Posted December 2, 2003 Philadelphia Inquirer

The suit was filed on behalf of a man who says emergency workers failed to help him after learning he has AIDS

By Joseph A. Slobodzian, Inquirer Staff Writer

An AIDS legal group yesterday sued the City of Philadelphia on behalf a Germantown man with AIDS who says city emergency personnel failed to provide appropriate care after learning he has the immunological disease.

The federal civil-rights suit contends that when emergency medical personnel arrived at John Gill Smith's home in February 2001 after receiving a 911 call that Smith was having severe chest pains, one paramedic left the house upon learning from Smith's partner that Smith had AIDS.

The remaining paramedic, the suit contends, shouted at Smith: "Cover your face or I'm not going to help you."

The paramedic agreed to take Smith to a hospital emergency room, the lawsuit continues, but would not help get him to the ambulance, forcing Smith's partner and another friend to move him.

════════════════

> **ASSIGNED TASK 1**
Answer these questions about the article on the AIDS lawsuit against Philadelphia:
(a) In what month and year did emergency personnel arrive at John Gill Smith's home?
(b) What did the remaining paramedic reportedly shout at Smith?
(c) Who moved Smith to the ambulance?
> **ASSIGNED TASK 2**
Write a continuation of the article on the AIDS lawsuit against Philadelphia, picking up after its last sentence.
The records are separate material and have no connection to the article about the lawsuit.

Dataset items
════════════════

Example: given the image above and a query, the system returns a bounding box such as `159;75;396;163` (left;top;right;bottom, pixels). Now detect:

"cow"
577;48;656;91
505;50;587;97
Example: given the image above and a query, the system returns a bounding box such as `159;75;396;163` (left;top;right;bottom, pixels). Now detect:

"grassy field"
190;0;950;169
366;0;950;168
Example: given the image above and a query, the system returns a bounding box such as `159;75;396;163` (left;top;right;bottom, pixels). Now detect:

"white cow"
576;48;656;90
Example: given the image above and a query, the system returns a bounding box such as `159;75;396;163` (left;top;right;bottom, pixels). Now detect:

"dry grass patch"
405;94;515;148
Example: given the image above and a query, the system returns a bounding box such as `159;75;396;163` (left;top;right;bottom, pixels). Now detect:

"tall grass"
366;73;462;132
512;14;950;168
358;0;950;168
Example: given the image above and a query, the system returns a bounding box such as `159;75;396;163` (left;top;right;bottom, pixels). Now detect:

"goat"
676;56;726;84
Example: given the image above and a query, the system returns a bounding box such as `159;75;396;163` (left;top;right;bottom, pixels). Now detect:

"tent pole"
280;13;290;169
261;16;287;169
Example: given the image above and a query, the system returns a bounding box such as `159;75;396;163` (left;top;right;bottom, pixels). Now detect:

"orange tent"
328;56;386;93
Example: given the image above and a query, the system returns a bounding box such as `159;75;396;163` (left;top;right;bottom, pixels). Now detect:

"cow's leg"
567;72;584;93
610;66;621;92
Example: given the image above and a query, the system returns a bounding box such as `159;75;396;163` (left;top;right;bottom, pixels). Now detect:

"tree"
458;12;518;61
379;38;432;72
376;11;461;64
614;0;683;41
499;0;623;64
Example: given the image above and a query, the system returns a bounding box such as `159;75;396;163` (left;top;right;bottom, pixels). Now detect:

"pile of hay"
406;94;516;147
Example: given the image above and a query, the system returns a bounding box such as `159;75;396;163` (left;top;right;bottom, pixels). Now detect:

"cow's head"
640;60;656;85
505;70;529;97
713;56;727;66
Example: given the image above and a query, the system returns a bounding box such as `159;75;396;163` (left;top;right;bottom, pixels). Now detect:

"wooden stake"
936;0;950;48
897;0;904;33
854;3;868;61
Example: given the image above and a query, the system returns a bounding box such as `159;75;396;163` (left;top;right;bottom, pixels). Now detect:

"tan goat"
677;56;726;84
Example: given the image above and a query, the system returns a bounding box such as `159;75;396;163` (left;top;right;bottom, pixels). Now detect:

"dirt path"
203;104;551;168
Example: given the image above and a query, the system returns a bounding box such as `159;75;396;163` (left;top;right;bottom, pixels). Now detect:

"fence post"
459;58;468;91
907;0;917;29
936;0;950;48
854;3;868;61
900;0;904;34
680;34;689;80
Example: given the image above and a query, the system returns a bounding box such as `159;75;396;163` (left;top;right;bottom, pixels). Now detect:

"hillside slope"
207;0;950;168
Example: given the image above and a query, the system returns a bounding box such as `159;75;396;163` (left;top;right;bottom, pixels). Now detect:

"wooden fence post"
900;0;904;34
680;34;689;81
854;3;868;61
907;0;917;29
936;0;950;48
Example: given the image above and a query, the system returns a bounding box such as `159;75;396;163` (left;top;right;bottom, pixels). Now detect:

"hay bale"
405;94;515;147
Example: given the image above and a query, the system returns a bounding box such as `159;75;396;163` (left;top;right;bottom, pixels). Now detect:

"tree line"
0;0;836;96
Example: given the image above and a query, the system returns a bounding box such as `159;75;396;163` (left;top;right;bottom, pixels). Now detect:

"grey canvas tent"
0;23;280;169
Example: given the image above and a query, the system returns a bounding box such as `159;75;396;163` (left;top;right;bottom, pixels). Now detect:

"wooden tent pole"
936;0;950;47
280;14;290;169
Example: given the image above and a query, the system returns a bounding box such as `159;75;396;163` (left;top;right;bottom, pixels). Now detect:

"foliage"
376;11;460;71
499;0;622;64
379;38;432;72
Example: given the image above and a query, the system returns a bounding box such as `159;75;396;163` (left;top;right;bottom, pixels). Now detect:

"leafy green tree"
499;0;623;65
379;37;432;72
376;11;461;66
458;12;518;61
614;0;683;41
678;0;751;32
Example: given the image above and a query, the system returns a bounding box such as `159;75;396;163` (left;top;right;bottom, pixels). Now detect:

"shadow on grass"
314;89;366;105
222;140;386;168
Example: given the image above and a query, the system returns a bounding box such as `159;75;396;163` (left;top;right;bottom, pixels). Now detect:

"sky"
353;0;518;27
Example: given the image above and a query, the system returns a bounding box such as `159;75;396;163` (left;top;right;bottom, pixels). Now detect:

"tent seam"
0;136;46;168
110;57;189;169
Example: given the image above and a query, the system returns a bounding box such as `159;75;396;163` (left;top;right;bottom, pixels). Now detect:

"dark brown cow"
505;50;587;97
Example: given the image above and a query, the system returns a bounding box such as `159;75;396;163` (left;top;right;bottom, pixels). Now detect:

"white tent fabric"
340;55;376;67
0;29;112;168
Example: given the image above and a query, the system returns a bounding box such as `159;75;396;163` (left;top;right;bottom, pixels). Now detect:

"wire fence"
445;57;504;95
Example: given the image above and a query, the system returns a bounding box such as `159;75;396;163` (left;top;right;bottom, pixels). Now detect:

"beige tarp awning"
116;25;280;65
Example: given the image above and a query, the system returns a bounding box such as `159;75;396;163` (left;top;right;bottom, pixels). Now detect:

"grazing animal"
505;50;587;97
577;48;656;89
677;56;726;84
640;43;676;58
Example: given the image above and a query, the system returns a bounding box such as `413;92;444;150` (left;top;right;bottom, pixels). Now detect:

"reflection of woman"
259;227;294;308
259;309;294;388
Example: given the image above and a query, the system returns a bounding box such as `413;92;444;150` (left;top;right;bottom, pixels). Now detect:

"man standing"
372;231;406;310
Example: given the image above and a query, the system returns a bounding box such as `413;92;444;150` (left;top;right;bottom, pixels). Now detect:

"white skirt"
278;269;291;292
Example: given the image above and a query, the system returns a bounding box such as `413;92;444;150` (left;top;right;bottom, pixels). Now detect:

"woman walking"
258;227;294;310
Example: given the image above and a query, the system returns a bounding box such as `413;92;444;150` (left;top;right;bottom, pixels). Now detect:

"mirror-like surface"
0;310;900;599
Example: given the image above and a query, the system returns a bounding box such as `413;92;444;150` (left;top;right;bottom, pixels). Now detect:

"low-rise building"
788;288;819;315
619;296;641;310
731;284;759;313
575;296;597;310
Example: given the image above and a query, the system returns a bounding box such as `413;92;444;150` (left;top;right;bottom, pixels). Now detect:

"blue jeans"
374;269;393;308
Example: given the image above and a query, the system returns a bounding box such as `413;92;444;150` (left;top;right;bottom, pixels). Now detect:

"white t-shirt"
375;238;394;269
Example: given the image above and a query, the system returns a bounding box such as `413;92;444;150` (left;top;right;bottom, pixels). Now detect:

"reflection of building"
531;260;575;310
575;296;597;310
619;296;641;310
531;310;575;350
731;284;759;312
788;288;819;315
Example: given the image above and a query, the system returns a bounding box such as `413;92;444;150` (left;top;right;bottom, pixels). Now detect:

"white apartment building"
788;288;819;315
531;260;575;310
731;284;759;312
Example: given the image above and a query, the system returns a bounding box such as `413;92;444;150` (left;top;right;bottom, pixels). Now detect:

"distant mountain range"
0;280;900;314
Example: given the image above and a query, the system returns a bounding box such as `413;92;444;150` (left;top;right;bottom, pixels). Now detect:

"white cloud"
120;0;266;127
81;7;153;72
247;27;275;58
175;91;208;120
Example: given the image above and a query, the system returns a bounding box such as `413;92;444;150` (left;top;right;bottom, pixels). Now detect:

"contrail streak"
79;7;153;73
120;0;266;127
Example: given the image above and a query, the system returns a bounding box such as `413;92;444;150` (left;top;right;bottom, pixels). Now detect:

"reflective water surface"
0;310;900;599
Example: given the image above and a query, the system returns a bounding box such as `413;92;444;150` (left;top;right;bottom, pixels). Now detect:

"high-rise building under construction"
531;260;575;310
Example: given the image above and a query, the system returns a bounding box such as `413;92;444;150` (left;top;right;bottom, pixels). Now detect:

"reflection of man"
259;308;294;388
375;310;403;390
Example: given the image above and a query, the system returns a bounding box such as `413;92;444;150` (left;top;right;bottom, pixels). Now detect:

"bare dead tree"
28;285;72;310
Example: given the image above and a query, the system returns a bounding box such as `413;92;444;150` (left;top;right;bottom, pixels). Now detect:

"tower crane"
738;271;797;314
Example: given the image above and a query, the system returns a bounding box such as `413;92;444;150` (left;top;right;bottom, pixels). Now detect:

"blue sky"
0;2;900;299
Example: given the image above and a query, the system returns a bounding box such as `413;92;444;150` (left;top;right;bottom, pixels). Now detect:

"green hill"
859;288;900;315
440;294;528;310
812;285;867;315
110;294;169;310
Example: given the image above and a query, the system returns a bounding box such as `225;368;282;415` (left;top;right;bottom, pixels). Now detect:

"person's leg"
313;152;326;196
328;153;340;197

════════════════

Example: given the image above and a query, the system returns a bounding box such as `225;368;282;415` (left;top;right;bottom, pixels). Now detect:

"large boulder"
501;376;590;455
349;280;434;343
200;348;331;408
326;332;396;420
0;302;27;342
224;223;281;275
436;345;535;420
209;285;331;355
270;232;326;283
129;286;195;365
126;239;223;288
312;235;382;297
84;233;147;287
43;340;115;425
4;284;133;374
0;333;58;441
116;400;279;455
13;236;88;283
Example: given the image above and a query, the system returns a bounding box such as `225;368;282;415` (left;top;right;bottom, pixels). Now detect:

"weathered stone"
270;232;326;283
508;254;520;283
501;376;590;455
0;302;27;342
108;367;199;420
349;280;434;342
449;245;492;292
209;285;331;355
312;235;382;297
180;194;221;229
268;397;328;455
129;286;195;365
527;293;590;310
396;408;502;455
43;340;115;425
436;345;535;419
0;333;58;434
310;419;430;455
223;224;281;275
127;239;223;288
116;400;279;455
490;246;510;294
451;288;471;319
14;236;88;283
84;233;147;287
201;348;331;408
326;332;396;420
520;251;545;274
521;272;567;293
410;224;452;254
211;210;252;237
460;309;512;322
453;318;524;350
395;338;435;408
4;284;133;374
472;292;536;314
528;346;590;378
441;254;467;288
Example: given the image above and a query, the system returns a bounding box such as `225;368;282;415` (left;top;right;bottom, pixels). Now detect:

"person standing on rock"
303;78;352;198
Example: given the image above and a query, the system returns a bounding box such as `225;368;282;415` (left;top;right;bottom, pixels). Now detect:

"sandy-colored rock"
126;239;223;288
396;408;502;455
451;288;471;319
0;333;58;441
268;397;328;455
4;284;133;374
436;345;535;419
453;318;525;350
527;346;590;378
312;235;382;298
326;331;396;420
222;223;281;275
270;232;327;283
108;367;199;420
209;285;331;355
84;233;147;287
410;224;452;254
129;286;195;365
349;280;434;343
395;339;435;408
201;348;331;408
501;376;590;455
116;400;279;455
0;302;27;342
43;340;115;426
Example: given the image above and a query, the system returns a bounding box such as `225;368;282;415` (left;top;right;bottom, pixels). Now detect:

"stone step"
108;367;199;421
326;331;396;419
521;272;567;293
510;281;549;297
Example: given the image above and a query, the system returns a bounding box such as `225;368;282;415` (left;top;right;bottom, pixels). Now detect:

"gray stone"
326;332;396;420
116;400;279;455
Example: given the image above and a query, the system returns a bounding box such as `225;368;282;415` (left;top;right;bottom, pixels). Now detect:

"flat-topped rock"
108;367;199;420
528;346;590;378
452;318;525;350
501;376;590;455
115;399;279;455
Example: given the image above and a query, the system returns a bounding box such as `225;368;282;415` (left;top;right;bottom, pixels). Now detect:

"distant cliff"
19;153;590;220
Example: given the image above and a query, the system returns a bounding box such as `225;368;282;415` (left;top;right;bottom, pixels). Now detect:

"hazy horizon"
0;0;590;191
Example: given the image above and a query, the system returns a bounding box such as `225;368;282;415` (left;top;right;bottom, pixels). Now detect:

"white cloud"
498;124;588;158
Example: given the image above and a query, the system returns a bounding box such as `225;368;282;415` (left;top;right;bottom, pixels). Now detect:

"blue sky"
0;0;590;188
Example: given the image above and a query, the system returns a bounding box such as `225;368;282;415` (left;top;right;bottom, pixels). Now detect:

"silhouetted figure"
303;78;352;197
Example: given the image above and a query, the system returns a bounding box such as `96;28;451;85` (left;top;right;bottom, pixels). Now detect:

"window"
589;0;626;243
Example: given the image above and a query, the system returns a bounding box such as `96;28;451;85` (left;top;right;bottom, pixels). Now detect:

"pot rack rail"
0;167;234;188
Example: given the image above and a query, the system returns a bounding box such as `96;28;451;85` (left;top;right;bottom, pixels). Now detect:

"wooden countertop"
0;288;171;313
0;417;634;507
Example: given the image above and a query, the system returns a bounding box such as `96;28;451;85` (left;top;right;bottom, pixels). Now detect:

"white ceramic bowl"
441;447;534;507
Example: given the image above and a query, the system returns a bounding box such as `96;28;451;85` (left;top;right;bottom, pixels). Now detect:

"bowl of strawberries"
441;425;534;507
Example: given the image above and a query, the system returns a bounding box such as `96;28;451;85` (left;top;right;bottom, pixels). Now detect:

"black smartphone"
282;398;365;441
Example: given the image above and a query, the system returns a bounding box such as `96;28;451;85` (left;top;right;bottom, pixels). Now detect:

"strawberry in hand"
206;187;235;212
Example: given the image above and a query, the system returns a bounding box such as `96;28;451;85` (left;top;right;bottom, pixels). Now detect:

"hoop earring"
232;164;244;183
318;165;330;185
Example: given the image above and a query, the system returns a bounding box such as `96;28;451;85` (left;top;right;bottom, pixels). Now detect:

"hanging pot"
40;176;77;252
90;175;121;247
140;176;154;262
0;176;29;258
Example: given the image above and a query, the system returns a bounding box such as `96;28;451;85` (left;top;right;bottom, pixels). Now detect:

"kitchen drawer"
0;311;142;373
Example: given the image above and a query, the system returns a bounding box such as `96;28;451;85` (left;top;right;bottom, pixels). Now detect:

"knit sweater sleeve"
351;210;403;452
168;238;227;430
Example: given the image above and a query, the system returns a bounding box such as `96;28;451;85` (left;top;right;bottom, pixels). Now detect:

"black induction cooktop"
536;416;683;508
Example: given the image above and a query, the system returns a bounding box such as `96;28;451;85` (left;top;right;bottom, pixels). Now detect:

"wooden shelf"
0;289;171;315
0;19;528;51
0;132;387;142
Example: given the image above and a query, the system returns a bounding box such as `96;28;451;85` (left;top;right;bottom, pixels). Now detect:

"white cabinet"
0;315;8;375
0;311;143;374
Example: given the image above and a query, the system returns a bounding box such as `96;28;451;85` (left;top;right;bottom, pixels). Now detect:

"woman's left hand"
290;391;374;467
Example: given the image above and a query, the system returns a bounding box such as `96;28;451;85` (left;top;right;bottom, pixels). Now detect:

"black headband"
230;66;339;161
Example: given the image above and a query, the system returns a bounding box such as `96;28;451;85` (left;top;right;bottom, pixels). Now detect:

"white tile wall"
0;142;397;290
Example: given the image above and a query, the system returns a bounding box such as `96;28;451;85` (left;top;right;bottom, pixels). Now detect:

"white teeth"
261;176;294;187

════════════════

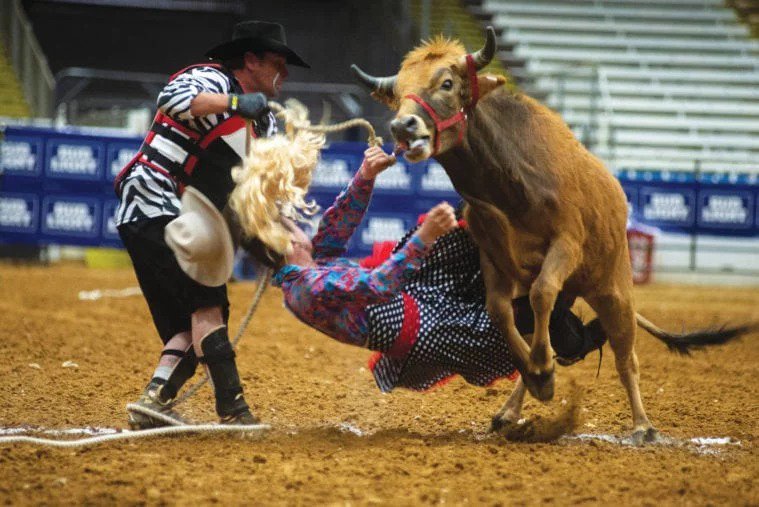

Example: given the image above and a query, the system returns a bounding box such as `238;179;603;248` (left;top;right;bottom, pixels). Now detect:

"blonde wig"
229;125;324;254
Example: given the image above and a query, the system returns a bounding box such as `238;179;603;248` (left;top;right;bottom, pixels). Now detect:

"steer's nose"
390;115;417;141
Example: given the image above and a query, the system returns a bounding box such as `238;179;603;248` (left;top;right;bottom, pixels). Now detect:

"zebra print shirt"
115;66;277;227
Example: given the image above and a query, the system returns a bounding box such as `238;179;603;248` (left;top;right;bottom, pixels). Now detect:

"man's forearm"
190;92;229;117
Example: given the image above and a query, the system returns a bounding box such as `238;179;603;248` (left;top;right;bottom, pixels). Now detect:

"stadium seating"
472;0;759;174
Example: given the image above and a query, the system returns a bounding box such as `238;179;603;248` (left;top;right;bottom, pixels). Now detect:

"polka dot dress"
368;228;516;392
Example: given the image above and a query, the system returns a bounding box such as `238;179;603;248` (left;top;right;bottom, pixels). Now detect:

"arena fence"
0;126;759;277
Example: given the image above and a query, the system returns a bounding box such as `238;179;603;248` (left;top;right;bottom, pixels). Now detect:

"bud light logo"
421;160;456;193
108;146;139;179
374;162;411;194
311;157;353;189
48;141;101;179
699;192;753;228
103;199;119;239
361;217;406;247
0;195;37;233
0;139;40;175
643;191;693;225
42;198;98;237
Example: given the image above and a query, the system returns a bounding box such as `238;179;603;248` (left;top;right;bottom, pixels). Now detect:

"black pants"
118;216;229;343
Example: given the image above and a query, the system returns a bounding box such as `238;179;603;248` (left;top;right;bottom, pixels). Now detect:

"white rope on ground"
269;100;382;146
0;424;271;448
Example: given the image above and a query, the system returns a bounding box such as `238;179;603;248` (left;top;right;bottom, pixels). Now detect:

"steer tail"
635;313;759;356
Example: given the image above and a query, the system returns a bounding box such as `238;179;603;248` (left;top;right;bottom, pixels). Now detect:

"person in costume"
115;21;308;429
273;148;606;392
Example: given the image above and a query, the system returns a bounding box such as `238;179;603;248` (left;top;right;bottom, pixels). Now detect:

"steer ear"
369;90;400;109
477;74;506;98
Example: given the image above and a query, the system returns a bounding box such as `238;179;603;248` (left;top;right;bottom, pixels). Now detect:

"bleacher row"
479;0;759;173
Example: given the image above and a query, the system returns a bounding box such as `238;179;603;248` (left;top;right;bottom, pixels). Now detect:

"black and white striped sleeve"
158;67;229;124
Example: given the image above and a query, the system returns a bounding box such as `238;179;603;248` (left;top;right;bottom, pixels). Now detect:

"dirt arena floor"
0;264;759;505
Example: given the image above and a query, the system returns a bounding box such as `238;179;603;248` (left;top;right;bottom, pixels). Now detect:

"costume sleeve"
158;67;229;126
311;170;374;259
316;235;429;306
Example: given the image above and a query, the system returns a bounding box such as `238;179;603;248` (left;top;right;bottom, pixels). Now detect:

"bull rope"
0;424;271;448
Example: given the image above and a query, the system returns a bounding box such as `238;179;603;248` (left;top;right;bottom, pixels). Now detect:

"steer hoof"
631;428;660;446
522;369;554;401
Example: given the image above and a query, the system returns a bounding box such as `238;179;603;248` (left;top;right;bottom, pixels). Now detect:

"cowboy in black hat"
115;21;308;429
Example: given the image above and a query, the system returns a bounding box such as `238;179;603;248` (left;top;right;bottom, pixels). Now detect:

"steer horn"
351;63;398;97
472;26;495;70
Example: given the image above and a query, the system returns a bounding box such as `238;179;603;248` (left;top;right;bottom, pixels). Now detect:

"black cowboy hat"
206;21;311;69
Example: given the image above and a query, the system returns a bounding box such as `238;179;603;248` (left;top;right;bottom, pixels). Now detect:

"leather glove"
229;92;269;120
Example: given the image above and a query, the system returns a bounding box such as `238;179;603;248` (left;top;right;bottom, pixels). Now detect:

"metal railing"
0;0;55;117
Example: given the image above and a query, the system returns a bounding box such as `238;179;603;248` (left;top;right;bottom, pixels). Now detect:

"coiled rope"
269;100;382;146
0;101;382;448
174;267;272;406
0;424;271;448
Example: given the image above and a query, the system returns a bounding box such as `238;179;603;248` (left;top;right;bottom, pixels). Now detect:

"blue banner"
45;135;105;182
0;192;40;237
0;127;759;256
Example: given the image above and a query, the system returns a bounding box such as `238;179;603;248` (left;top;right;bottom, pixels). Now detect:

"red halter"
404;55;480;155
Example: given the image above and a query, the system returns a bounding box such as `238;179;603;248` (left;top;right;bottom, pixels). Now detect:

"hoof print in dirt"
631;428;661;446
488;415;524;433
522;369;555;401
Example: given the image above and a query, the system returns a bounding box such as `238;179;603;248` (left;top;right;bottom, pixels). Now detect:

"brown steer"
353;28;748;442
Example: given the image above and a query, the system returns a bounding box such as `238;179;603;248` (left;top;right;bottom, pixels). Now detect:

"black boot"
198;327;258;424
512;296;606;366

════════════════

> **ANSWER 1**
(a) February 2001
(b) "Cover your face or I'm not going to help you."
(c) Smith's partner and another friend

> **ANSWER 2**
The suit says the emergency workers would not allow Smith to lie down in the ambulance and told him to walk to a wheelchair at the entrance to Frankford Hospital-Frankford Campus. Smith, then 38, lived in Frankford at the time.

City officials could not be reached for comment on the lawsuit and, as a policy, usually do not comment on pending litigation. The lawsuit, filed by the AIDS Law Project of Pennsylvania, a non-profit legal group that represents people with

 

HIV or AIDS, seeks unspecified money damages and a court order prohibiting future discrimination against people with the disease.

The lawsuit also seeks mandatory training of city emergency personnel about the "current medical knowledge concerning the manner of transmission of HIV between one individual and another, and the methods of preventing such transmission in a medical emergency."

The case recalls a similar AIDS Law Project lawsuit against the city in 1993 on behalf of a Philadelphia student who was refused care by the members of a city rescue crew after they learned he had AIDS.

In 1994, that lawsuit resulted in the first settlement in the nation involving AIDS under the Americans with Disabilities Act. The settlement, negotiated with the U.S. Justice Department, resulted in mandatory AIDS education for more than 2,000 Philadelphia firefighters and emergency personnel.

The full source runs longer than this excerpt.